Transcribe tal cual las líneas del material que van desde la que contiene "Indicate every instance of the shaded" hasta el final, ambas incluidas.

Datos de etiquetado por coordenadas>
>>>

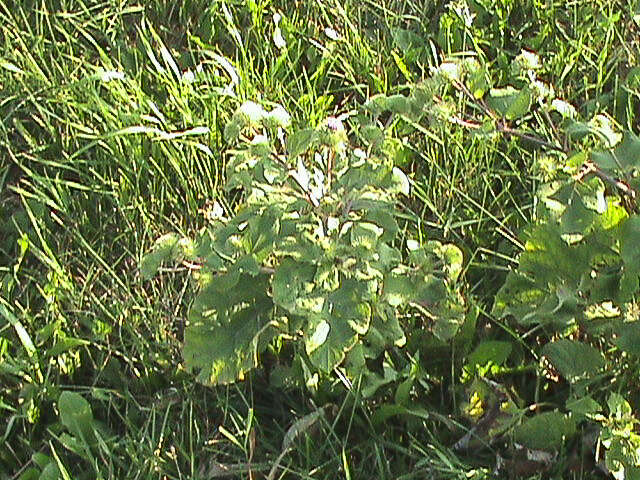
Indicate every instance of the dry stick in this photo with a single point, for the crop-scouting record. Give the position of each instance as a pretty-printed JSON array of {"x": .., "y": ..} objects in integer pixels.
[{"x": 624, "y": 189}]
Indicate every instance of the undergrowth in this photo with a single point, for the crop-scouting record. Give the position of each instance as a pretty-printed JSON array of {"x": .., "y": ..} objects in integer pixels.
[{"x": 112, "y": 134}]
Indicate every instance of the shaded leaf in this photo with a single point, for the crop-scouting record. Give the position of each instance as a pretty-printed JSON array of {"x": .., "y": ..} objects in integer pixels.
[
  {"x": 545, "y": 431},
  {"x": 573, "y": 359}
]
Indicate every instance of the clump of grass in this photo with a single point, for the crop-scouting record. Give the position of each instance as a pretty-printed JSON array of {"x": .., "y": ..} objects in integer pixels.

<<<

SOLUCIÓN DEL EJERCICIO>
Indicate every instance of the shaded leaf in this photo with a single point, for the crop-scouting record. Give the position of each instance as a pretty-printed JSON array of {"x": .., "y": ..} objects in integer pixels.
[
  {"x": 545, "y": 431},
  {"x": 573, "y": 359}
]
Indicate every instance of the clump of grass in this photo with a single point, for the crop-scouting record. Give the position of each instance as a pretty-printed JSON array of {"x": .., "y": ..} objects in integer pixels.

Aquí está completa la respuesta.